━━ INPUT MATERIAL ━━
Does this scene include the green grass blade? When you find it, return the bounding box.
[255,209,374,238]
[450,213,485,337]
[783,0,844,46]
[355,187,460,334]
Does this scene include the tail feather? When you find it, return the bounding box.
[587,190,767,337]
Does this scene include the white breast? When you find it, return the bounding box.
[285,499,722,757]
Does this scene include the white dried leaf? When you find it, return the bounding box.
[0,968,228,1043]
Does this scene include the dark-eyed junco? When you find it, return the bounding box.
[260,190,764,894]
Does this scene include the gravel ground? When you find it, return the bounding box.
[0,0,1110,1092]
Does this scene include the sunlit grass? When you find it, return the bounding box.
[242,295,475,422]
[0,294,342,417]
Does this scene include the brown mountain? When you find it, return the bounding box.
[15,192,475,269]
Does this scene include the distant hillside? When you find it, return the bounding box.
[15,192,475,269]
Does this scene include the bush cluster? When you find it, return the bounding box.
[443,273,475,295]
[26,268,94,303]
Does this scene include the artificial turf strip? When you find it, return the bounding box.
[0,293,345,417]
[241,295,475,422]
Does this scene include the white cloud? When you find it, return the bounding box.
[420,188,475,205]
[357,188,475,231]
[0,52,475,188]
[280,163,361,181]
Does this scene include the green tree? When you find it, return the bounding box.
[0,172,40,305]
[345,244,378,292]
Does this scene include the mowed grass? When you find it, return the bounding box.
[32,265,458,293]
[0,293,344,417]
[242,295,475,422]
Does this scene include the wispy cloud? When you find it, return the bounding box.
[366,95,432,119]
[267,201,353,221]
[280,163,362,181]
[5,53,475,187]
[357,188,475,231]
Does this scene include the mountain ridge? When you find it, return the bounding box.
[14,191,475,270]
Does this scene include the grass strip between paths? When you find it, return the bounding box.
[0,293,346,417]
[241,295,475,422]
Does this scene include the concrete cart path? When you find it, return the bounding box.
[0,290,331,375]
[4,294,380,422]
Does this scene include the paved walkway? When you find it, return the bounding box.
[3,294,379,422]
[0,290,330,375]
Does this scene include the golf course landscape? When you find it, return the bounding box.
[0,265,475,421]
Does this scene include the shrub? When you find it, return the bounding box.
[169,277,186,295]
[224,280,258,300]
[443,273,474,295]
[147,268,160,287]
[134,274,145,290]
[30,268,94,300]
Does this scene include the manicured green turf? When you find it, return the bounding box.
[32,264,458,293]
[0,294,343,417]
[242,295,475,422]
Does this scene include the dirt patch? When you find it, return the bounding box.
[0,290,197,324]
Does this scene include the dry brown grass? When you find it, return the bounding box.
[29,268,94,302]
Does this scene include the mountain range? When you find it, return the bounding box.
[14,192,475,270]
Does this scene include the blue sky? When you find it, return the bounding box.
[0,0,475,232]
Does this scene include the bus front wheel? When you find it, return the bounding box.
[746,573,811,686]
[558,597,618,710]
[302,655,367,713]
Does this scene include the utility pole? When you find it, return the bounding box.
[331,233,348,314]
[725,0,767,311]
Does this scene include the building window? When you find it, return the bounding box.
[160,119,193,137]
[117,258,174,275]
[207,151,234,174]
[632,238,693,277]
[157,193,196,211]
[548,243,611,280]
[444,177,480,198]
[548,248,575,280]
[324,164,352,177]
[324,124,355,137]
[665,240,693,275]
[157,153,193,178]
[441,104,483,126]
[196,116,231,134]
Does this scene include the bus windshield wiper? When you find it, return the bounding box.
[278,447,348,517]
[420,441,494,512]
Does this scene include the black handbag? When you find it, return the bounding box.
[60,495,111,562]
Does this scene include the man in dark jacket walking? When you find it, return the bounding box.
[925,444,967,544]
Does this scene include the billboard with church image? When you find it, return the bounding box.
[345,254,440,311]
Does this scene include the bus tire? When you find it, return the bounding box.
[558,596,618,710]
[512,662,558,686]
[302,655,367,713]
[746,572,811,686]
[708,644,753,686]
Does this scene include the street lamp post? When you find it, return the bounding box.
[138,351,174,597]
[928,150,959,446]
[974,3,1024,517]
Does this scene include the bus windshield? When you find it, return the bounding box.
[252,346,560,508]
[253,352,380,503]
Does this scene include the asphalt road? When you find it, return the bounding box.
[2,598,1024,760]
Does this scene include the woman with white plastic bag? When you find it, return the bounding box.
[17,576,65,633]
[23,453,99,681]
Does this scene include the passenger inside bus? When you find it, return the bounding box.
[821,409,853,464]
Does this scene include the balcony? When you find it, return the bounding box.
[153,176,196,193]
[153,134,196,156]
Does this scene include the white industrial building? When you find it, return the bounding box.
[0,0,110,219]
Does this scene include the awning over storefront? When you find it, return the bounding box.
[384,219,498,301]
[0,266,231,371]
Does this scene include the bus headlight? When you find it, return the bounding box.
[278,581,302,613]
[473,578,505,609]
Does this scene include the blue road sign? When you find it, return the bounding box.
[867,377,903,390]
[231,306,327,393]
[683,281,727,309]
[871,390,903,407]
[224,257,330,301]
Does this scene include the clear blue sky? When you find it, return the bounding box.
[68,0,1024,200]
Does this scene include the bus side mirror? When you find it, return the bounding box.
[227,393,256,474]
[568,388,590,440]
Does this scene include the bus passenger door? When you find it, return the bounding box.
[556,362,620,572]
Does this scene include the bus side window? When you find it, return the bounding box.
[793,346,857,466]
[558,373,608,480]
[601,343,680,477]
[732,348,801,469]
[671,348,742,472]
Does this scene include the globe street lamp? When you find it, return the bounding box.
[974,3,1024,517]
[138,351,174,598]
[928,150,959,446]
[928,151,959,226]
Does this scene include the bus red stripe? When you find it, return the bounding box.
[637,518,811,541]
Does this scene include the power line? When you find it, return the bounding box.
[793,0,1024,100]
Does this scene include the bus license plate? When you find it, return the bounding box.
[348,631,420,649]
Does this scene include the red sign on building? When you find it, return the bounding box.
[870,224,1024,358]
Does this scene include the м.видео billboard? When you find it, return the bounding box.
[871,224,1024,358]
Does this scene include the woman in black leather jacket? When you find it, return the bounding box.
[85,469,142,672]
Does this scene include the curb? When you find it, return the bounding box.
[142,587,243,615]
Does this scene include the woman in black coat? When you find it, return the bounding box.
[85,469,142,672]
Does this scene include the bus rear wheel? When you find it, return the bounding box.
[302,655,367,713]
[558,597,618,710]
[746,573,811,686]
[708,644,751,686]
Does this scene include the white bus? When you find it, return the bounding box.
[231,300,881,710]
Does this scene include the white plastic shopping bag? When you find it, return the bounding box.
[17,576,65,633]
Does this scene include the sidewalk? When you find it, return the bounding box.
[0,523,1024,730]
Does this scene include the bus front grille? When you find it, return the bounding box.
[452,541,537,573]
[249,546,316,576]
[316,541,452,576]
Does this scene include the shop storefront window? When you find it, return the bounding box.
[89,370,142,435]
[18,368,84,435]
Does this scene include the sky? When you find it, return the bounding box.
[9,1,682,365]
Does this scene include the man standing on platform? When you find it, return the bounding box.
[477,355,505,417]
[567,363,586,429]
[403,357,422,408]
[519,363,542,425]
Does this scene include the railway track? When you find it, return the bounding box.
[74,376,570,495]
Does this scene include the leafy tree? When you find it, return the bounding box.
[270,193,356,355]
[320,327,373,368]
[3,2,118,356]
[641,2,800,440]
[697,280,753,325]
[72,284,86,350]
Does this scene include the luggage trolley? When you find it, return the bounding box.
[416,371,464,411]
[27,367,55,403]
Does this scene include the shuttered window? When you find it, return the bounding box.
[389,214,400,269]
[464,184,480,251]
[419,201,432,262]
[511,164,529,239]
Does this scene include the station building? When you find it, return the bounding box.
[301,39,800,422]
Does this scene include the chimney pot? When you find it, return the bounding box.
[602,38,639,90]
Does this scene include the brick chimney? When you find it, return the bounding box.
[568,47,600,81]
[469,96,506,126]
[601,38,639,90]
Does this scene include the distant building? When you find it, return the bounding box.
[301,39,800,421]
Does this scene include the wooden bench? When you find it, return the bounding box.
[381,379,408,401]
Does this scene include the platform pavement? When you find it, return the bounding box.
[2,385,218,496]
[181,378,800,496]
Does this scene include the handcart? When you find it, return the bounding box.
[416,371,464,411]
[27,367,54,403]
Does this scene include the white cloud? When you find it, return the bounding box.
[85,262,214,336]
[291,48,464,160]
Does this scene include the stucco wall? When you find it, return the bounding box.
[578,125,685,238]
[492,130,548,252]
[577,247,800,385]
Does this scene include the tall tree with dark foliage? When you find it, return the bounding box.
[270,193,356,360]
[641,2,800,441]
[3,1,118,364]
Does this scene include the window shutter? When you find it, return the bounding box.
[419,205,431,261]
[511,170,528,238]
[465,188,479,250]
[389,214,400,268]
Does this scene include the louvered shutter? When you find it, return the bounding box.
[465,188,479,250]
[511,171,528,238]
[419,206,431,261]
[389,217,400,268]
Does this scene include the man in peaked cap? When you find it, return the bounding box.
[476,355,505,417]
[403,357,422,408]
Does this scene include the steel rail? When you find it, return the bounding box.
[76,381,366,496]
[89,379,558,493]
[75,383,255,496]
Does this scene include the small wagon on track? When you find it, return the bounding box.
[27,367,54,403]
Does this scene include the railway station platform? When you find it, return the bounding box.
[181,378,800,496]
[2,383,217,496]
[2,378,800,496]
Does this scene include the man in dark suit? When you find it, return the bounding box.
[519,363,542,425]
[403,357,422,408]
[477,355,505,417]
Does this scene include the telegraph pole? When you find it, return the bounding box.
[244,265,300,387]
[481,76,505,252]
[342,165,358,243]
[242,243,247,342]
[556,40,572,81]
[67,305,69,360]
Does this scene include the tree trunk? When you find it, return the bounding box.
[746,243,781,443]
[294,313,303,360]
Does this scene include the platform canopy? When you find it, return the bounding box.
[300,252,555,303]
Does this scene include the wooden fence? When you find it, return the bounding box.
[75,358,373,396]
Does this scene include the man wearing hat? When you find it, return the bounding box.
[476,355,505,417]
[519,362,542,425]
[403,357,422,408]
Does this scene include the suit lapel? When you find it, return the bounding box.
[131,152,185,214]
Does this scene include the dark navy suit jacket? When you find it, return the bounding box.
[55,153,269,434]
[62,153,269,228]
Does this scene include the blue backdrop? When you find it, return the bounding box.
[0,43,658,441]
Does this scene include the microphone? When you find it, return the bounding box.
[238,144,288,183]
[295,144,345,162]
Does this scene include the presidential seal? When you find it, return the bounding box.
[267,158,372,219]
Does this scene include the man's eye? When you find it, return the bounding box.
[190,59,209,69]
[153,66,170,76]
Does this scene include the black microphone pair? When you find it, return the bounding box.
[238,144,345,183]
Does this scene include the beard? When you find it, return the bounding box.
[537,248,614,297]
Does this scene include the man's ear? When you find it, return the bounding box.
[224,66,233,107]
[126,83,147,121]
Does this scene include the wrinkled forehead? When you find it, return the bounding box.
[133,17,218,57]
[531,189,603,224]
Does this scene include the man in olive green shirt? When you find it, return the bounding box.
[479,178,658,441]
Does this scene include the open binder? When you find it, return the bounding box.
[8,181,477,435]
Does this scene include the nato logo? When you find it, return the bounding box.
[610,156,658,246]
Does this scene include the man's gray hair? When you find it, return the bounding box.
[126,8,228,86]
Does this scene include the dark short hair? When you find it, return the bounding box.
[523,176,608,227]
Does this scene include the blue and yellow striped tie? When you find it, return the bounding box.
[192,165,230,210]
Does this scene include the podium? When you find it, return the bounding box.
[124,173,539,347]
━━━
**SET EXERCISE**
Copy out the lines of the material word for word, from its first line through the line that contains "[355,187,460,334]", including that line.

**OUTPUT OF THE TASK**
Does this scene include the green grass blade? When you find it, return the bounding box.
[255,209,374,238]
[450,213,485,337]
[783,0,844,46]
[355,187,460,334]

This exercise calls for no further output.